* Document section:
#####
There have certainly been an alarming number of grassroots clubs across Wales trying to shift spare tickets this week. Is that because people are nervous about what might unfold? Or is paying top dollar to watch potentially lop-sided contests going out of fashion? Either way, the situation cannot continue if the sport wishes to stride confidently towards a collectively rosier future.
Ditto the club v country tug-of-war that has deprived Australia of three influential players – Quade Cooper, Samu Kerevi and Sean McMahon – because their Japanese employers want them ready for the January start of the new Rugby League One domestic season. It will require the Wallabies to show up at Murrayfield, Twickenham and Cardiff without their best side, even though the fixtures are happening inside the official window. If players from the third-ranked team in the world are too wary of upsetting their clubs to represent their countries, the game has a huge problem.
The good news? At long last there is more urgency to the inter-hemisphere Zoom calls. Having been very publicly ditched back in 2019, the concept of a biennial Nations Championship is alive again, the aim being to breath fresh life into the traditional July and November international schedules. The Six Nations chief executive, Ben Morel, made no secret this week of his preference for a tournament with a “final” that would be more attractive to floating voters. “I do think some sort of a final is always exciting and I think that’s what the fans would want to see.”
World Rugby confirms more detailed talks will happen towards the end of November with any changes, taking effect from 2024 onwards, to be ratified at their Council meeting in May.
Morel also insists the Six Nations feels unthreatened by the concept – “We see this as a perfect complement” – though several different models remain up for debate. Some would require a slight extension to the existing window, tricky given the way domestic seasons have expanded to fill all the calendar’s spare nooks and crannies. Significant compensation – or other major concessions – for affected leagues would clearly be required.
The broadcasting sums, too, will have to add up but a more streamlined north v south narrative, as Morel says, would generate widespread appeal without removing the lustre from the four-yearly Rugby World Cup. So why not pit the top six sides from the north in the world rankings – it is worth mentioning at this point that Georgia currently sit ahead of Italy – directly against the south’s best half dozen, with three games in July and three in November? England and France, say, could go south and play New Zealand, Australia and Fiji initially before hosting South Africa, Japan and Argentina up north. Wales, Ireland and Scotland would do the opposite, with the formula neatly reversing in 2026. It would produce a simple-to-understand table and, given an additional weekend, the whole thing would culminate in a high-profile final with a prestigious trophy – let’s call it the Jonah Lomu Cup – and more interest.
Critically, there would also be a key extra component, because there is no room for another old boys’ club like the Six Nations. Relegation play-offs would be enshrined between the bottom-placed side in both hemispheres and the respective north and south winners of the supporting competition – let’s call it the Siya Kolisi Trophy – involving the sides ranked 13-24 in the world.
Incentive, edge, intensity, motivation, jeopardy, marketing power, global reach? Thank you, you’re too kind.
#####
* Material:
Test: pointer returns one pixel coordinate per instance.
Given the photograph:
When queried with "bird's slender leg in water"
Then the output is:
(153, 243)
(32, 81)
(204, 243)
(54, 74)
#####
* Stated exercise A: Can you quote the passage of the rugby article between "Critically, there would" and "you’re too kind.", inclusive?
* Stated exercise B: Could you turn every line of the records into a numbered list, leaving out any blank lines?

* Correct response A:
Critically, there would also be a key extra component, because there is no room for another old boys’ club like the Six Nations. Relegation play-offs would be enshrined between the bottom-placed side in both hemispheres and the respective north and south winners of the supporting competition – let’s call it the Siya Kolisi Trophy – involving the sides ranked 13-24 in the world.
Incentive, edge, intensity, motivation, jeopardy, marketing power, global reach? Thank you, you’re too kind.

* Correct response B:
1. Test: pointer returns one pixel coordinate per instance.
2. Given the photograph:
3. When queried with "bird's slender leg in water"
4. Then the output is:
5. (153, 243)
6. (32, 81)
7. (204, 243)
8. (54, 74)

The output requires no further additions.